What you need to do | Every entry below is to be retyped exactly as it stands.

Dataset entries |
────────────────
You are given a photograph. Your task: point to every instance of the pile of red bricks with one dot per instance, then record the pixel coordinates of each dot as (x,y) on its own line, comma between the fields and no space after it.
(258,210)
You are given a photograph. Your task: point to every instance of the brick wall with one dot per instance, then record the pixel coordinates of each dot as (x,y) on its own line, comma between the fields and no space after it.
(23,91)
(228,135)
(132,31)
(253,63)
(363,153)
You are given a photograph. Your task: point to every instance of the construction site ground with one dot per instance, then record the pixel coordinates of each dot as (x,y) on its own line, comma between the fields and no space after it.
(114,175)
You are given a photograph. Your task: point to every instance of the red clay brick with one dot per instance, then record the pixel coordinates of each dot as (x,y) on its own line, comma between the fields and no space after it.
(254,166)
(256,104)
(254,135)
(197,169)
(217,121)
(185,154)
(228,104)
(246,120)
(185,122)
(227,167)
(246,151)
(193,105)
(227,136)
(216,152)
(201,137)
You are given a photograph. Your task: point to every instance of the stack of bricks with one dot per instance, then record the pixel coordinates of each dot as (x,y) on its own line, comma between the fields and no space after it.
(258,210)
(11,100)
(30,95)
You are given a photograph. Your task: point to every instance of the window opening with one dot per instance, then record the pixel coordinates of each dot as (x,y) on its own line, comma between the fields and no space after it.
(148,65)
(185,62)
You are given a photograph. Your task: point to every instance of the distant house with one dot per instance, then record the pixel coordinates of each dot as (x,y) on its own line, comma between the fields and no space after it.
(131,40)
────────────────
Result of the exercise |
You are given a photograph. Your task: point to every instance of the pile of red bricks with one dot per instance, then record the pixel coordinates of each dot as (x,y) on its own line, comma between the fields and no space after it.
(258,210)
You are given a photograph. Your task: point to every instance of the brick wall with one dot per instance, then record the pixel coordinates of each dot as (x,y) on its own line, comma between the fields and no space after it.
(23,91)
(228,135)
(132,31)
(253,63)
(363,153)
You are given a photograph. Your task: point to every instance of the construction site ground with one dot per instance, then record the pixel coordinates of each dot as (x,y) on its own line, comma between the fields and no space after it.
(114,175)
You are given a photograph. Your task: point to every instance of the red clay brick with one dot per instance, then record the pixel coordinates of each dot as (x,y) on its own line, comma between the fields and no space after it.
(254,166)
(256,104)
(254,135)
(197,169)
(217,121)
(185,154)
(228,104)
(246,120)
(185,122)
(227,167)
(246,151)
(193,105)
(227,136)
(216,152)
(201,137)
You are given a photograph. Your task: point to every instance of the stack of bricks with one dot per instance, then record the pixel coordinates of each dot as (x,y) on its own line, comma between the fields and no space after it.
(258,210)
(11,100)
(30,95)
You are given a photograph. Your task: point to every instance of the window opening with one dot per instance, then record the pixel coordinates of each dot as (x,y) on its own line, comma between the fields and no space after it.
(148,65)
(185,62)
You are given a photograph. Your task: point to every instance of the distant house with one dot per instance, then record the pixel coordinates of each dot as (x,y) on its own line, comma between the fields and no space after it.
(131,40)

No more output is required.